(DATA SUPPLIED begins)

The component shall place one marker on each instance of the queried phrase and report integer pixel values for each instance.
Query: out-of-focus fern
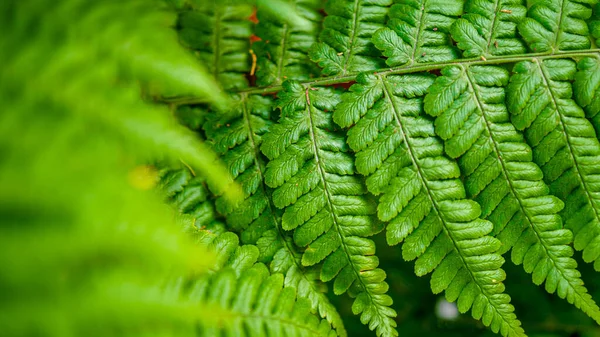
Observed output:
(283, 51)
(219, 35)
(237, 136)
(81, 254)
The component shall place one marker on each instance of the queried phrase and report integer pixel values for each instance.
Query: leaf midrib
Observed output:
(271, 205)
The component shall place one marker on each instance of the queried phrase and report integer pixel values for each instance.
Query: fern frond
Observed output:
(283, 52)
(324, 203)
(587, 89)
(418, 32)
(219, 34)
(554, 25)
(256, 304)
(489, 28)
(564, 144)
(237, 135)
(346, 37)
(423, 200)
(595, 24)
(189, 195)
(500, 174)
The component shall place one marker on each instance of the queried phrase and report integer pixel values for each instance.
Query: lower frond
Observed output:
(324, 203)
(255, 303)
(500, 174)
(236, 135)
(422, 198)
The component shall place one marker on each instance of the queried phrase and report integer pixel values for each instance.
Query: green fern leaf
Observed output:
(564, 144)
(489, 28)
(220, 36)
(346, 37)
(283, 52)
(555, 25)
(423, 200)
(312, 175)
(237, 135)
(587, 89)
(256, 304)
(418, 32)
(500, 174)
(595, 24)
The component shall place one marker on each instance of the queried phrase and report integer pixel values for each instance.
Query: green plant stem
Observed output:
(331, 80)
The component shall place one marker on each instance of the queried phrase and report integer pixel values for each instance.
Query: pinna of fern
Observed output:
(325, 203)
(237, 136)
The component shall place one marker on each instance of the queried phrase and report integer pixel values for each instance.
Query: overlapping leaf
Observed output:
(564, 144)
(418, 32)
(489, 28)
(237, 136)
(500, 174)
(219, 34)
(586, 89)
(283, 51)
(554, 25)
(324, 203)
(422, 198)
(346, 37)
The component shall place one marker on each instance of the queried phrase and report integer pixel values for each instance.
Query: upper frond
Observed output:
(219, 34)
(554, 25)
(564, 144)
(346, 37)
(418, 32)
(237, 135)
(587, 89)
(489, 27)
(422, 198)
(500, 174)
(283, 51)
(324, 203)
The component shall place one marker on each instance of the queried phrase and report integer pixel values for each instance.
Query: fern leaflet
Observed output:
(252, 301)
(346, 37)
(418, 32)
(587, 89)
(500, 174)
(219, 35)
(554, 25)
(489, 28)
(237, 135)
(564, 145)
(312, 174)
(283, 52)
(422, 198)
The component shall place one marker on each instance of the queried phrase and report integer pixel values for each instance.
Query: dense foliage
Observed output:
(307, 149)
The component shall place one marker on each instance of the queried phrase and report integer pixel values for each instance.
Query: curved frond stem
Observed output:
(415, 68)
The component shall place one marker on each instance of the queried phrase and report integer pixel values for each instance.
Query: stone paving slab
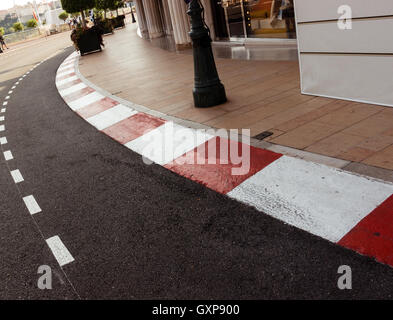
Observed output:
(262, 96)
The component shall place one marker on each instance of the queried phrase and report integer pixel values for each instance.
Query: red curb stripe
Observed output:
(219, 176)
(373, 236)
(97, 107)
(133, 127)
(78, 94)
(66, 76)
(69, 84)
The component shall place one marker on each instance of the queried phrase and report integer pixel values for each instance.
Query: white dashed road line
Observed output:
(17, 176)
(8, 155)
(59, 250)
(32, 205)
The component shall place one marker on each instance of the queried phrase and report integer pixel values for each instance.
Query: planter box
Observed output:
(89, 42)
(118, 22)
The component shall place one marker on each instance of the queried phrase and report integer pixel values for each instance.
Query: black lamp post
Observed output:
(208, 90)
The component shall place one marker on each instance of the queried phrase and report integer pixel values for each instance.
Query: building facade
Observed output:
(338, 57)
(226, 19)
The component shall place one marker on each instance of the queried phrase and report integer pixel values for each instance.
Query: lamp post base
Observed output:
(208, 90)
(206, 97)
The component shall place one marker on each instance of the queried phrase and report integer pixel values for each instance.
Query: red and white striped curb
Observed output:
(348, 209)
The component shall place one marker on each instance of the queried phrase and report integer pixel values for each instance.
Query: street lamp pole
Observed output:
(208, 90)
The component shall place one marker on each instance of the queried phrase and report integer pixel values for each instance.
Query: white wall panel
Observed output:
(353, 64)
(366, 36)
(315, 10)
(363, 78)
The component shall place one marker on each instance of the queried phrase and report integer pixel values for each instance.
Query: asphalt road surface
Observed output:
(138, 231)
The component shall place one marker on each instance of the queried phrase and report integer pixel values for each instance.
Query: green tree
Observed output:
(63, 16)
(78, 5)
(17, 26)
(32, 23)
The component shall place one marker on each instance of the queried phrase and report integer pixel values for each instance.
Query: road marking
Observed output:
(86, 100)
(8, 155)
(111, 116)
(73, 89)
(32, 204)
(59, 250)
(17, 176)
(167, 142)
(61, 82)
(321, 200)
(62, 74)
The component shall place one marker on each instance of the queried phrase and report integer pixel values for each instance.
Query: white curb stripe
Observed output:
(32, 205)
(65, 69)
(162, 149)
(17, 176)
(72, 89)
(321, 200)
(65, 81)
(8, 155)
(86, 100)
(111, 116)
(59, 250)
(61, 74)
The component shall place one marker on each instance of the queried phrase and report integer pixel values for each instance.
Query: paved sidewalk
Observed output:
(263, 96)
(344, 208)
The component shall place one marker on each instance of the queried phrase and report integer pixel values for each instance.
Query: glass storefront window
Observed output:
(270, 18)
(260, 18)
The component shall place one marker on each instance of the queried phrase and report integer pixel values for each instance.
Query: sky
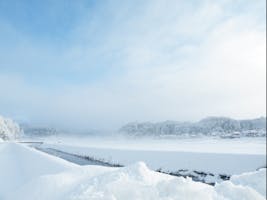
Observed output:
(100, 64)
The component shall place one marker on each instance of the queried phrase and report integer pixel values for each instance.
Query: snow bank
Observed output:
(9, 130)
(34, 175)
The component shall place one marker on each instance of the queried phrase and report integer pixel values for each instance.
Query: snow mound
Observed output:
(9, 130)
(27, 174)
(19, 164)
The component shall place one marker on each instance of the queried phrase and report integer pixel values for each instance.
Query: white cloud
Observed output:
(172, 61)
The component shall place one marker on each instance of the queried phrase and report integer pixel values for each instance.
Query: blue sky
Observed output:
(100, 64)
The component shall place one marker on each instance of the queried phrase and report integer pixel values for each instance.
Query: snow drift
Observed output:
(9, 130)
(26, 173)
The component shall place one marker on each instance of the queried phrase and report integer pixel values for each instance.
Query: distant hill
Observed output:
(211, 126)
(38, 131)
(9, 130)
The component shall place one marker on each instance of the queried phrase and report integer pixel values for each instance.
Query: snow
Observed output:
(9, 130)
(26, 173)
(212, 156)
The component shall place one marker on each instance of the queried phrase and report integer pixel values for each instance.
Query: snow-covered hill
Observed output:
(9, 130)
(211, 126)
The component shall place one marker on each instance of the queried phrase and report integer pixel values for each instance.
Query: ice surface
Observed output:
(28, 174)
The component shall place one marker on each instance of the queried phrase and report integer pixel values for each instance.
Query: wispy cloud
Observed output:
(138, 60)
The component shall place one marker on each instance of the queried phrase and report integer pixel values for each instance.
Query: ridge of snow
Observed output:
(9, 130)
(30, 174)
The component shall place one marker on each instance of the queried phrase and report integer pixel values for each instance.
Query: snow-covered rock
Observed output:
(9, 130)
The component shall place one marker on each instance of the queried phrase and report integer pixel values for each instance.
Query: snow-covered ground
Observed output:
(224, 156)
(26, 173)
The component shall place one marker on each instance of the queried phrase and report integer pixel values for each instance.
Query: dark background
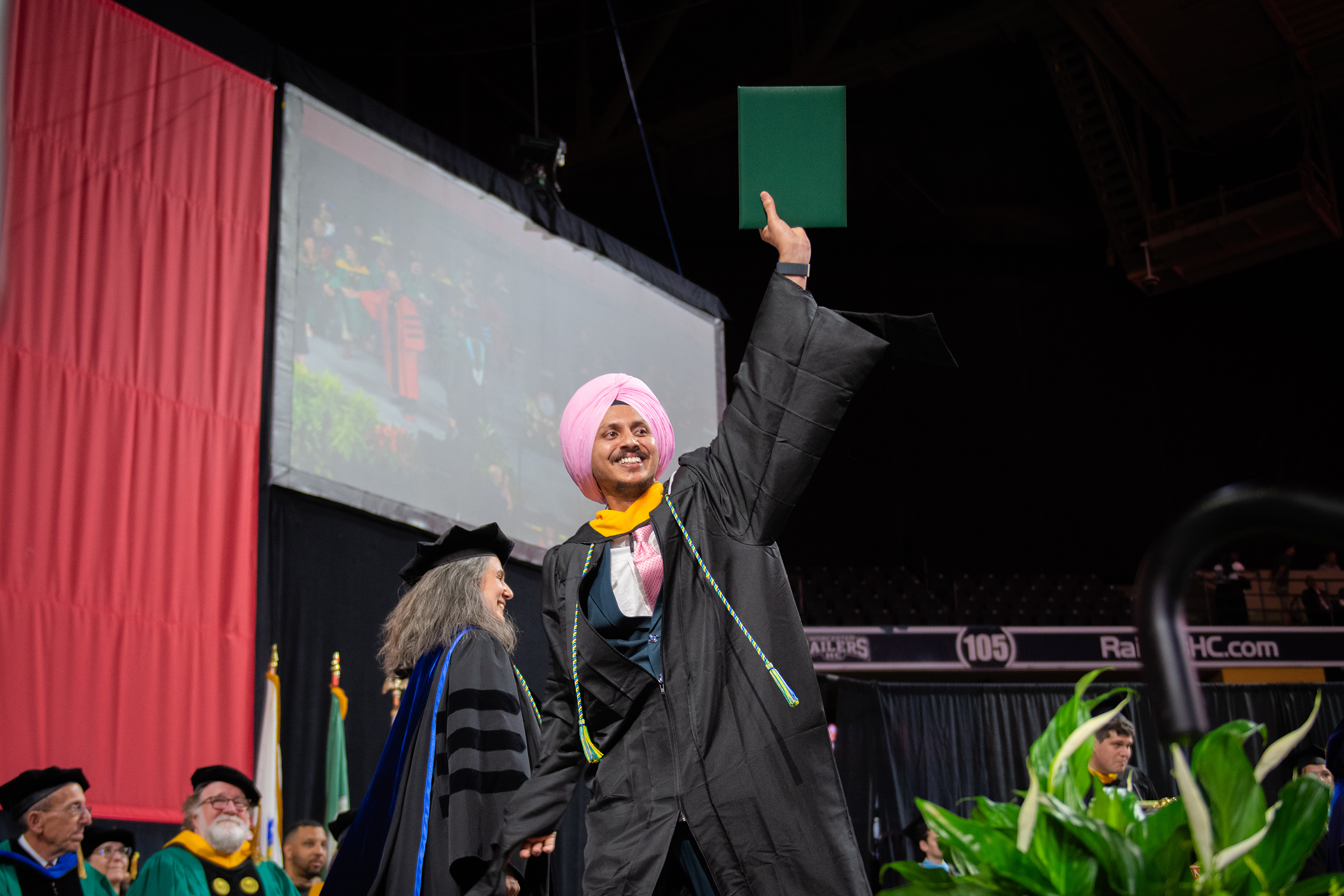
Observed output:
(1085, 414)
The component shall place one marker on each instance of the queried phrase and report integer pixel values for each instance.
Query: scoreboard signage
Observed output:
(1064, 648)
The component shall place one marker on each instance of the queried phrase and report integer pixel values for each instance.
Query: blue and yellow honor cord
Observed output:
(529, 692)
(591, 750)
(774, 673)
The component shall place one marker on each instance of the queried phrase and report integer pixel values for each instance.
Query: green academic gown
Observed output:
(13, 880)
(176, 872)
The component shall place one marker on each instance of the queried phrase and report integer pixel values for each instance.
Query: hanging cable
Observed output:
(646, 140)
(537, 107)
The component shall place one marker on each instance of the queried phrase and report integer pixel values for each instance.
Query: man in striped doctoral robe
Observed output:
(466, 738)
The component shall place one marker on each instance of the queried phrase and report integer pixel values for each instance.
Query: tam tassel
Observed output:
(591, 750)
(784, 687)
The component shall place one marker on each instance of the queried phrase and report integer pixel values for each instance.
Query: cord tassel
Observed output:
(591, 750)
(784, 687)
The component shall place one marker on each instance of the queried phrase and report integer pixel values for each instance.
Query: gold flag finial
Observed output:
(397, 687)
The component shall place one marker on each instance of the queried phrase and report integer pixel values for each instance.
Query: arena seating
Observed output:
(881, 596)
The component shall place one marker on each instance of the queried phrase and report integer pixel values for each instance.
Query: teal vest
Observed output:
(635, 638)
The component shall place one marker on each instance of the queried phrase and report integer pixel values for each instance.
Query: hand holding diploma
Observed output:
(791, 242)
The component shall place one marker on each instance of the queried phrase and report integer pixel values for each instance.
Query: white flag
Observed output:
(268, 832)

(DATA SUPPLIED ends)

• [REQUIRED WORK] Tell how many lines above hold "cloud", nothing more.

• [EXERCISE ANSWER] 2